> _What you will do_: When the records are reproduced, each one must match exactly, and no picture may be kept.

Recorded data

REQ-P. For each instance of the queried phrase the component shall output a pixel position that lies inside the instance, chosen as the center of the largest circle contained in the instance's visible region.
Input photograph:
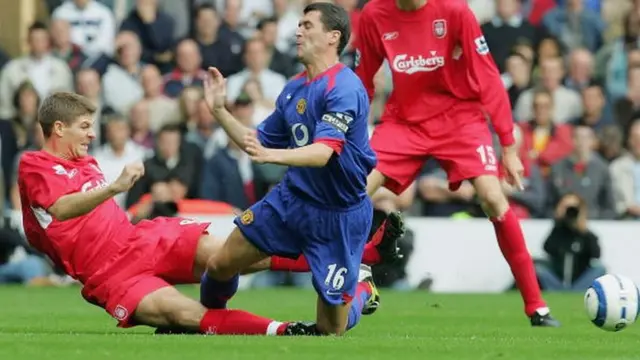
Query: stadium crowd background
(571, 69)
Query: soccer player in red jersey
(69, 215)
(445, 83)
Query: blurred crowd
(571, 69)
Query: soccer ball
(612, 302)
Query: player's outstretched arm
(314, 155)
(77, 204)
(215, 93)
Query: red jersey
(80, 245)
(438, 58)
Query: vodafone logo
(94, 185)
(404, 63)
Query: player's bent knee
(168, 307)
(207, 247)
(326, 327)
(219, 268)
(489, 191)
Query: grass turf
(49, 323)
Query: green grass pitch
(53, 323)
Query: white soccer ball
(612, 302)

> _Solution_:
REQ-P. For each instance of the queried phrase the component shall output a pixel position that lies inside the instance, chosen as the center of the largest circle contained in the instance's visible region.
Input photograph:
Query: stadium crowd background
(571, 69)
Query: soccer player in red jersey
(69, 215)
(445, 83)
Query: blurred crowd
(571, 69)
Query: soccer ball
(612, 302)
Query: player's outstretched arm
(314, 155)
(77, 204)
(215, 93)
Query: red jersey
(80, 245)
(438, 58)
Query: vodafone logo
(94, 185)
(404, 63)
Query: player's bent knee
(168, 307)
(207, 247)
(326, 327)
(219, 268)
(489, 191)
Query: grass turf
(49, 323)
Query: green grass pitch
(53, 323)
Query: white soccer ball
(612, 302)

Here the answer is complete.